Excerpts of bounding box data:
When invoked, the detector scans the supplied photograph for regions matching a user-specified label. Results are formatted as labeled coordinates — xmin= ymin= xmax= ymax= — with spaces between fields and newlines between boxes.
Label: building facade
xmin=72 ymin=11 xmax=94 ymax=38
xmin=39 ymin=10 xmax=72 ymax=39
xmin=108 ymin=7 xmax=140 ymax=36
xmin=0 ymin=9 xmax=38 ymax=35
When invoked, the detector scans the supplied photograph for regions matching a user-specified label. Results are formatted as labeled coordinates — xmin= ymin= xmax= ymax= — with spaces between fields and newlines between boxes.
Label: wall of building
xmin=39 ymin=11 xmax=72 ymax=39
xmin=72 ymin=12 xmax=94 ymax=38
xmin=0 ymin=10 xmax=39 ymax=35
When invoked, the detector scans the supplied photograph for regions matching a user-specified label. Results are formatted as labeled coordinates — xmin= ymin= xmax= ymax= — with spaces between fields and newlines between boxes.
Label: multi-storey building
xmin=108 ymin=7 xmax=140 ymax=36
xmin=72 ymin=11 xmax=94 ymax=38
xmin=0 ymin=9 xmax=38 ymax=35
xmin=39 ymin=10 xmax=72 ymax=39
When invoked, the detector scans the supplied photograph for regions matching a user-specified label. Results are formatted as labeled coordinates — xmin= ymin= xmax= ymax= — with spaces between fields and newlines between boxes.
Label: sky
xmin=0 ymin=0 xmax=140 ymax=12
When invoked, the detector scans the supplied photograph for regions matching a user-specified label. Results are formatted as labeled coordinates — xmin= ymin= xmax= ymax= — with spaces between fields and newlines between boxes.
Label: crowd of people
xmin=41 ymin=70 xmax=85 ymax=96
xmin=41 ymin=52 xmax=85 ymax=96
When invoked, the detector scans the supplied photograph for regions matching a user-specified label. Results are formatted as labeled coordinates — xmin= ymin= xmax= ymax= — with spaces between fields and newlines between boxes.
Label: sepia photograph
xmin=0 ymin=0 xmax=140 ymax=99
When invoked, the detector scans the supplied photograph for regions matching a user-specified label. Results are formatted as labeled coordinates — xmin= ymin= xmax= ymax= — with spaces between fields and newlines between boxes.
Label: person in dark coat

Goal:
Please gather every line in the items above that contains the word "building".

Response to the exercise:
Label: building facade
Label: wall of building
Label: multi-storey building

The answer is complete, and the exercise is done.